→ Consigne: Dans le texte sur le manifeste granulariste, que signifie le sigle MLG ?

→ Extrait du document:
======
[Granularisme 04] Manifeste granulariste pour une littérature à granularité constante

Lectrices, lecteurs, chers soutiens,

Je suis heureux de vous communiquer (enfin?) le « Manifeste granulariste pour une littérature à granularité constante », puisque je dois le reconnaître, celui-ci manquait cruellement pour éclaircir la situation. Mais auparavant, je dois dire comment celui-ci est né.

La solitude est-elle inhérente au granularisme ? C’est la question que je me suis posée tout ce mois-ci depuis l’abandon, sinon la trahison des membres pressentis (voir le communiqué du mois dernier). Je n’allais pas interminablement chouiner, ni me perdre en déplorations sur la situation (individualisme, baisse d’exigence contemporaine, conservatisme littéraire, égarements intellectuels et esthétiques, perte de tout sens critique… — et hélas, j’en passe…) ; il était lumineux que même seul, même en douloureuse traversée du désert, il me fallait continuer désormais à tenir mes positions, à faire avancer ma vision pour une littérature granulaire que j’estime nécessaire à la survie de la littérature française, et au-delà de nos frontières rancies entre autres par le roman bourgeois. Expliquer, convaincre, persuader, rallier : je savais désormais que les efforts allaient devoir être longs, et soutenus, même si parsemés d’embûches, car la cause est juste.

Se poser les bonnes questions aussi. Par exemple, en premier lieu : pourquoi ? Pourquoi tout le monde s’en foutait de ce mouvement littéraire que je désire impulser ? Pourquoi d’autres mouvements littéraires, pourtant très nombreux, ont-ils su s’imposer et pas encore celui-ci  ? (Celui-ci, car je n’ose pas dire le mien que je désire collectif, même si j’en suis l’humble fondateur). Pourtant, nombreux sont les mouvements littéraires parus improbables ou abscons à leurs débuts et qui ont pourtant réussi à s’imposer, à faire reconnaître le bien fondé de leur démarche. Never complain : c’était sans doute injuste, mais ce n’était pas irrémédiable. Le MLG (mouvement Littéraire Granulariste) que je veux faire reconnaître — et qui a le potentiel d’être le premier et novateur mouvement littéraire du XXIe siècle — mettra certes du temps à exister, à diffuser, mais j’en reste convaincu, parviendra à le faire.

Ces pensées, je les ai eues chaque jour de ce mois dernier. Je pourrais accumuler les anecdotes. Début octobre, j’étais ainsi au rayon vrac/bio du Super U de ma ville. J’observais une jeune femme se servir en semoule, boulgour, quinoa… Aussitôt, voyant tous ces grains, il me vint à l’idée que la notion de granulaire pouvait porter à confusion. J’ai osé l’aborder pour lui demander ce qui pouvait être sa propre définition de la littérature granulaire. J’ai certes beaucoup insisté pour qu’elle me réponde, mais j’ai vu dans son regard comme une inquiétude, peut-être même une peur due à une certaine  incompréhension des concepts. La femme a lâché en criant son sac de graines de courges qui a explosé au sol tandis qu’elle a crié pour qu’un vigile intervienne. En m’éloignant, dépité, je me suis dit que c’était peut-être plutôt en librairie ou bibliothèque qu’il allait me falloir enquêter, que tous les publics n’étaient pas prêts. Agir avec méthode et circonspection. Mieux choisir mes interlocuteurs susceptibles de réfléchir aux problématiques du granularisme de façon à ce qu’ils soient d’indéfectibles relais  convaincus et prosélytes du MLG naissant.
======
→ Entrées fournies:
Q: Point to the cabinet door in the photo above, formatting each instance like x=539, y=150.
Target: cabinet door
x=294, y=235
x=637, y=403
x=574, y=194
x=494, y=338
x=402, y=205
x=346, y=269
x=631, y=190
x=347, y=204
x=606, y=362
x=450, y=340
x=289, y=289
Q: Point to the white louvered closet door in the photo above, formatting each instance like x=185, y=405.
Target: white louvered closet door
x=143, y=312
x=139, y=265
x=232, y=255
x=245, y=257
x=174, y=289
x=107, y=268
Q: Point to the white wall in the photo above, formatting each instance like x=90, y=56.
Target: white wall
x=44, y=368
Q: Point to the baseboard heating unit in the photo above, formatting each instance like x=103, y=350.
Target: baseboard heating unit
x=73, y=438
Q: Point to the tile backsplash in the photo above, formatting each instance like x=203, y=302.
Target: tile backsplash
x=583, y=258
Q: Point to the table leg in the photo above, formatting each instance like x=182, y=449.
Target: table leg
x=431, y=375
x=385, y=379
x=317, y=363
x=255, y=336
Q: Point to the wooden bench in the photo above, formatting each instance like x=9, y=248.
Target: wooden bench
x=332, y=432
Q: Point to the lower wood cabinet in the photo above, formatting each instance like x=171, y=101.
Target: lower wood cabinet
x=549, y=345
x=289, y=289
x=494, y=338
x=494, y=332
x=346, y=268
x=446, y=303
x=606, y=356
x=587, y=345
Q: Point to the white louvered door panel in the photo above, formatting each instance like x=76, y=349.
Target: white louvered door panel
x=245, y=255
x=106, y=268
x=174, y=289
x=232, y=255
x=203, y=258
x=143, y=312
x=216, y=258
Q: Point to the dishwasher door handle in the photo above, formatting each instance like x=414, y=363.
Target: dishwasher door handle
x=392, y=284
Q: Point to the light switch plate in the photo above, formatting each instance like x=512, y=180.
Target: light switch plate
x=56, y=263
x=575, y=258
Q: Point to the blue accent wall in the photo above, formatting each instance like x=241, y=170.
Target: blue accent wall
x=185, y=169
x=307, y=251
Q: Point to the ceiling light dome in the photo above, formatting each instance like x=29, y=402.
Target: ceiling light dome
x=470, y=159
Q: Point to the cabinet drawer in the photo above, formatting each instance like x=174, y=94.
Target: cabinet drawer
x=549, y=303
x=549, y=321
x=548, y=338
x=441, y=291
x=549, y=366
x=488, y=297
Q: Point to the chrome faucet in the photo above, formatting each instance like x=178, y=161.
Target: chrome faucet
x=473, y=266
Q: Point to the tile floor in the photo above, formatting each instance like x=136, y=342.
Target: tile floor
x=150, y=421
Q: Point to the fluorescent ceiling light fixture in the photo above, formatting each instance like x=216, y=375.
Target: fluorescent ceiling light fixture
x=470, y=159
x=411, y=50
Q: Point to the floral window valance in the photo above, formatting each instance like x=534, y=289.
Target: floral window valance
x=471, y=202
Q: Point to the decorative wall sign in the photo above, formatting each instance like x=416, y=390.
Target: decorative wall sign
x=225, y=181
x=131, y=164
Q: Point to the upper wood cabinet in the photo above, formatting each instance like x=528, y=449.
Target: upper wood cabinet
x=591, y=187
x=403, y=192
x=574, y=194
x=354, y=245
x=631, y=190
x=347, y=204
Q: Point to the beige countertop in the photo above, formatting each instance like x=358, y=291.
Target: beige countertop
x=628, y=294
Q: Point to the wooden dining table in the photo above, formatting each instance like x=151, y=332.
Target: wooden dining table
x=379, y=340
======
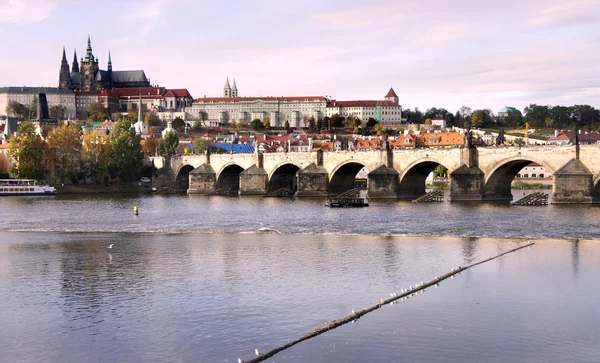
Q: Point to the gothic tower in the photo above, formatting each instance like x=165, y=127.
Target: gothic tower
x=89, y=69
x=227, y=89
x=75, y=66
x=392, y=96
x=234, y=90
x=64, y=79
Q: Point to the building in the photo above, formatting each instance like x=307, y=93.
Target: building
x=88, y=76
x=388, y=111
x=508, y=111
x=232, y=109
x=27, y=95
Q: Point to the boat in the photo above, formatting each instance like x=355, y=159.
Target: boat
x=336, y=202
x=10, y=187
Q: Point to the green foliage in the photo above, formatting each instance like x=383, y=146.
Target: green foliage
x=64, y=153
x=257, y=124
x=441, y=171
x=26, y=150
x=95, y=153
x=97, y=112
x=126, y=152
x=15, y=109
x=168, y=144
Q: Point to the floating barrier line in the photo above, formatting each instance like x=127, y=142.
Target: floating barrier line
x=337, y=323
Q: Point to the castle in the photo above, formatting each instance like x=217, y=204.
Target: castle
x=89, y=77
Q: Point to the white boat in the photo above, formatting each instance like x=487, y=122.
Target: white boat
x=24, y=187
======
→ Réponse: Mouvement littéraire granulariste.